从数据开头开始，到含有“pixel 119 354”的那一行为止（含该行），请把这些行改写成编号列表，略去空行。

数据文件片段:
==========

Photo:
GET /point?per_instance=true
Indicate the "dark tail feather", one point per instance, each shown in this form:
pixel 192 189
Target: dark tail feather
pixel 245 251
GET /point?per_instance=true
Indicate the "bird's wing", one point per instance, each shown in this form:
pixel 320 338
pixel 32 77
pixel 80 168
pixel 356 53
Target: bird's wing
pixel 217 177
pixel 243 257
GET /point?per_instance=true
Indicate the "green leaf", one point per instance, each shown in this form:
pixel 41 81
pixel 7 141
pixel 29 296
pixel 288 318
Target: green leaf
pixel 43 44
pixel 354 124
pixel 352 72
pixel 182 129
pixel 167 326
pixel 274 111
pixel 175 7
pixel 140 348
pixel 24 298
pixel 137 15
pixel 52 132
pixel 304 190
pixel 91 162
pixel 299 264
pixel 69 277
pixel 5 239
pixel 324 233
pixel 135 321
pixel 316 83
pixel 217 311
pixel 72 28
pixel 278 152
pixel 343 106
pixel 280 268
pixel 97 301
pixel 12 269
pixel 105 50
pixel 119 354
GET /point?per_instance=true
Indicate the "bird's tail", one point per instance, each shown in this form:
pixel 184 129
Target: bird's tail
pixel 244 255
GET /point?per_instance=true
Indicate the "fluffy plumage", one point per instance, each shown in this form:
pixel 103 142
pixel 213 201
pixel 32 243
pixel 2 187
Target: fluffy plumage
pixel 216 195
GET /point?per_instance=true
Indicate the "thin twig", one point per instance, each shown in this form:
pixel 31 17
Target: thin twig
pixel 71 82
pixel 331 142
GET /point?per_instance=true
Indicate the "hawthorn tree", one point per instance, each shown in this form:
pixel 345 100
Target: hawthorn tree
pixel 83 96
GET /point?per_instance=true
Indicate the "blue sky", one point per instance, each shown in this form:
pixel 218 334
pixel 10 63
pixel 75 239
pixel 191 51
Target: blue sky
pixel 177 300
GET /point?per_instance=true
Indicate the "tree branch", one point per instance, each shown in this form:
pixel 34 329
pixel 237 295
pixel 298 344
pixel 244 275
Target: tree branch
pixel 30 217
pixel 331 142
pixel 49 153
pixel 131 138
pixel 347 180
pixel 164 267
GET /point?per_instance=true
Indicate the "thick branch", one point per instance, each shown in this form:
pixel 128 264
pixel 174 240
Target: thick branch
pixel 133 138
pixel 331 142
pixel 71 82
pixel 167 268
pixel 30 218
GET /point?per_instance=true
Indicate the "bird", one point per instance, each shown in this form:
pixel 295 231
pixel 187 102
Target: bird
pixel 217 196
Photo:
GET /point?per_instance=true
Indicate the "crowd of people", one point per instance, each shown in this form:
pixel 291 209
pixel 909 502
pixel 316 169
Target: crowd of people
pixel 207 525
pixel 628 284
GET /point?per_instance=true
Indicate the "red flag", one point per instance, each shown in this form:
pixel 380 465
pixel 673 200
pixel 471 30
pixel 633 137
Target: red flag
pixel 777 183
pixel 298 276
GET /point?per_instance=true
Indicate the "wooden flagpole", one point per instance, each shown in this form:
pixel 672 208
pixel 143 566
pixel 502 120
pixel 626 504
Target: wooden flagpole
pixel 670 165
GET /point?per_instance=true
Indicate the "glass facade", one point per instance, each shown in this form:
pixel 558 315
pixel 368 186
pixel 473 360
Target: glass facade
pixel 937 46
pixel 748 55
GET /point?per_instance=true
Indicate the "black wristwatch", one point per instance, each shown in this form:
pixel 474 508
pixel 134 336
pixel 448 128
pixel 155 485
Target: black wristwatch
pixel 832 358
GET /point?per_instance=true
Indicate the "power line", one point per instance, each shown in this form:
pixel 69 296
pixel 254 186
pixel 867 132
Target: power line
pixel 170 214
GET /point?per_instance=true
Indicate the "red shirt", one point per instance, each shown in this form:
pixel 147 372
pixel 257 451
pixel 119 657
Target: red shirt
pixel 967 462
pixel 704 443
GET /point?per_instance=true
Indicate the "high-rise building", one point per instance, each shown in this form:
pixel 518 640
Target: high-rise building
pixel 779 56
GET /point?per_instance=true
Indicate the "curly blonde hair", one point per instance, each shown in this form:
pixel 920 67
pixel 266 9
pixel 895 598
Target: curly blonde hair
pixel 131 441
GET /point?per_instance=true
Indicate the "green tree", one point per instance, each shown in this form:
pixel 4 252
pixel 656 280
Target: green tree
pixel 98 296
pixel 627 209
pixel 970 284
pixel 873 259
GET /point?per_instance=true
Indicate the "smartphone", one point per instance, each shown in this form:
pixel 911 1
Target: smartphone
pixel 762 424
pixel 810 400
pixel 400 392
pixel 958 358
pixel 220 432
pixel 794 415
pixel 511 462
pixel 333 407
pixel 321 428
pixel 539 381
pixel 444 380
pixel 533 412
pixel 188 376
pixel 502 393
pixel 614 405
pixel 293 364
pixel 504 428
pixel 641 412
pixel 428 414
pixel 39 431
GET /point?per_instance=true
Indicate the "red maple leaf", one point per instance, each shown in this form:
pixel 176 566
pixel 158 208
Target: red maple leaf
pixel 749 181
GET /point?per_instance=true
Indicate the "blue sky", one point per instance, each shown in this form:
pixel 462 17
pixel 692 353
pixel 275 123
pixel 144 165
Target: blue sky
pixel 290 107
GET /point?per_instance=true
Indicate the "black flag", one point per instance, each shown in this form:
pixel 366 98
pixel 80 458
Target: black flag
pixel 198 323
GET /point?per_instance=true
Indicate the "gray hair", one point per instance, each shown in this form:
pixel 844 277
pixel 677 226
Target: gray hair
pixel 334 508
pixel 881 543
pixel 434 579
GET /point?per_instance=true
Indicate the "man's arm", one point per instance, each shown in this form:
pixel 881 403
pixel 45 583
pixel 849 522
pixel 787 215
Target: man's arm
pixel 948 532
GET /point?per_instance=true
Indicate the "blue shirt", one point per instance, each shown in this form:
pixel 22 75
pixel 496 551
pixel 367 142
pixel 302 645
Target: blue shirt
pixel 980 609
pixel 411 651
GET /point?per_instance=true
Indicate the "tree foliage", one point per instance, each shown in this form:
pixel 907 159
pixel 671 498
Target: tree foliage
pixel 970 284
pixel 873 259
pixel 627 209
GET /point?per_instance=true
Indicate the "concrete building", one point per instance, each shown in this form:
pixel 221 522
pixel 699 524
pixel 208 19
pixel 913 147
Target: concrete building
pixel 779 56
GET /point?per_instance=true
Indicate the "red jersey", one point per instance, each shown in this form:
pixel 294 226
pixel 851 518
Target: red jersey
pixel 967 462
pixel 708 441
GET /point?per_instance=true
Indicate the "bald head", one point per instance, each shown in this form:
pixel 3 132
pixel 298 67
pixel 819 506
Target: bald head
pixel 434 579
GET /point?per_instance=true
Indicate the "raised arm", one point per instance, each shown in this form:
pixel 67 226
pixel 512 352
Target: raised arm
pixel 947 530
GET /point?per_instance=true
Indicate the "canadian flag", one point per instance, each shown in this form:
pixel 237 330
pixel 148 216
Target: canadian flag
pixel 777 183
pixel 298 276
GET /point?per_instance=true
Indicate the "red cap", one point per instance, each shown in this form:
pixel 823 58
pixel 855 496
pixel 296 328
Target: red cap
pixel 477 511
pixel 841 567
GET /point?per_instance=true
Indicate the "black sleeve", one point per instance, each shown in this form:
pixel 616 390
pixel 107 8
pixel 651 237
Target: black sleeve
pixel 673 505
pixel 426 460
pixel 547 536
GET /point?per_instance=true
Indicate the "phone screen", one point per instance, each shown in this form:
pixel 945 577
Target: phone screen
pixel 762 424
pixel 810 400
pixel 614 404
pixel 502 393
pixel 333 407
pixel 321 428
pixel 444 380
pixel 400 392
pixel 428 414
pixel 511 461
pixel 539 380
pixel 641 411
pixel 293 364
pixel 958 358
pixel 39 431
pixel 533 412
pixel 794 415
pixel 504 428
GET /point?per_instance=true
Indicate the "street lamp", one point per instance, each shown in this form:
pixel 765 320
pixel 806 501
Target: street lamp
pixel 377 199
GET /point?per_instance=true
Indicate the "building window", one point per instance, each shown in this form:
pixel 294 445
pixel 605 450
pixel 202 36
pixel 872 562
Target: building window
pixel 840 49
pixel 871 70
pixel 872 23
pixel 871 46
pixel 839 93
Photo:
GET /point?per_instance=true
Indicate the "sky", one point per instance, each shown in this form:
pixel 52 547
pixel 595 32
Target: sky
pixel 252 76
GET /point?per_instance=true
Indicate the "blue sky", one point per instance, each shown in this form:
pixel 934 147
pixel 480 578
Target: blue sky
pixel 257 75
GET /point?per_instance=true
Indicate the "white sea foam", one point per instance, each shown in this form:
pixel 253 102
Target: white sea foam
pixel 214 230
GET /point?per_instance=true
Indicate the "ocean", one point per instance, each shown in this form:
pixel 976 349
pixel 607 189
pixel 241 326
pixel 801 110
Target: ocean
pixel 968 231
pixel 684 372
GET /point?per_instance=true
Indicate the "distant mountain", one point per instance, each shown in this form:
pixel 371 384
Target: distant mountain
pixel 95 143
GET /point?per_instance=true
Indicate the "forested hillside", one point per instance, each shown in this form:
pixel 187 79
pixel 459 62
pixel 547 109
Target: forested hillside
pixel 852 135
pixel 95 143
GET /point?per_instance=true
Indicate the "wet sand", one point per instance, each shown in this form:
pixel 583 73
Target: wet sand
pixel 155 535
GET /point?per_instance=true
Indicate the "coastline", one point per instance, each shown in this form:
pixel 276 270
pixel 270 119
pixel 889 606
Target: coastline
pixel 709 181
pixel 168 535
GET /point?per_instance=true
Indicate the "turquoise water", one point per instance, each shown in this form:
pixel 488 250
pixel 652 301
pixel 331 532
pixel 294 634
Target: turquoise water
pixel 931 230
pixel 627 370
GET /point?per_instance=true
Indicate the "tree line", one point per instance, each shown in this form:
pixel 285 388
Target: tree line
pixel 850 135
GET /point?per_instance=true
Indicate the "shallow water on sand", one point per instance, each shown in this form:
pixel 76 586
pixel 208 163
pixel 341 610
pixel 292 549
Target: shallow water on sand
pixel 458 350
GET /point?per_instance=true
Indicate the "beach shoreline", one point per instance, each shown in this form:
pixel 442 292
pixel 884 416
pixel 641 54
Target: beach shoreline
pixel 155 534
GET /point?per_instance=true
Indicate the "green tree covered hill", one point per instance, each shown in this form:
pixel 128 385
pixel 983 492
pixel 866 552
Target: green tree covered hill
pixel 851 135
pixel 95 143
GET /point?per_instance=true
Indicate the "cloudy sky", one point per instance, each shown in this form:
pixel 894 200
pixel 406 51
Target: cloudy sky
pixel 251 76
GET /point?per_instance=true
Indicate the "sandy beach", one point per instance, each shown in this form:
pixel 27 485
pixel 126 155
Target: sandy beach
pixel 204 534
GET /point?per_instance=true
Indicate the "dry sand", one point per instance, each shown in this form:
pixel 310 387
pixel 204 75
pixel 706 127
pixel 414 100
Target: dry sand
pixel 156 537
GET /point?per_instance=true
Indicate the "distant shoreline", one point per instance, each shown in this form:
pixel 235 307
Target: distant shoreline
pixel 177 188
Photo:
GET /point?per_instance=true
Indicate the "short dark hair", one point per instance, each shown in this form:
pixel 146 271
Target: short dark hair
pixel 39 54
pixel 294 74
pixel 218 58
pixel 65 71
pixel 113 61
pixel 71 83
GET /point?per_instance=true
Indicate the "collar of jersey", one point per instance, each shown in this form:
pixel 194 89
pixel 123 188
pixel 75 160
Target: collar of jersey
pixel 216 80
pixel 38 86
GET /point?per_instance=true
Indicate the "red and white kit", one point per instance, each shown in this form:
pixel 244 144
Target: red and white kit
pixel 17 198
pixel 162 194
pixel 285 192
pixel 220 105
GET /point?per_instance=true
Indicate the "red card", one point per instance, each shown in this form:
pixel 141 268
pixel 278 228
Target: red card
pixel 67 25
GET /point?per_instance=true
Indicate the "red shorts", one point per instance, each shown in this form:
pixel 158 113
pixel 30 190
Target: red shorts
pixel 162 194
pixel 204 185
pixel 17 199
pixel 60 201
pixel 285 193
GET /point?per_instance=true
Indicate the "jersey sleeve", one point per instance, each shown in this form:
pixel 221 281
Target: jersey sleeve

==========

• 参考答案
1. Photo:
2. GET /point?per_instance=true
3. Indicate the "dark tail feather", one point per instance, each shown in this form:
4. pixel 192 189
5. Target: dark tail feather
6. pixel 245 251
7. GET /point?per_instance=true
8. Indicate the "bird's wing", one point per instance, each shown in this form:
9. pixel 320 338
10. pixel 32 77
11. pixel 80 168
12. pixel 356 53
13. Target: bird's wing
14. pixel 217 177
15. pixel 243 257
16. GET /point?per_instance=true
17. Indicate the "green leaf", one point per instance, each shown in this form:
18. pixel 41 81
19. pixel 7 141
20. pixel 29 296
21. pixel 288 318
22. Target: green leaf
23. pixel 43 44
24. pixel 354 124
25. pixel 352 72
26. pixel 182 129
27. pixel 167 326
28. pixel 274 111
29. pixel 175 7
30. pixel 140 348
31. pixel 24 298
32. pixel 137 15
33. pixel 52 132
34. pixel 304 190
35. pixel 91 162
36. pixel 299 264
37. pixel 69 277
38. pixel 5 239
39. pixel 324 233
40. pixel 135 321
41. pixel 316 83
42. pixel 217 311
43. pixel 72 28
44. pixel 278 152
45. pixel 343 106
46. pixel 280 268
47. pixel 97 301
48. pixel 12 269
49. pixel 105 50
50. pixel 119 354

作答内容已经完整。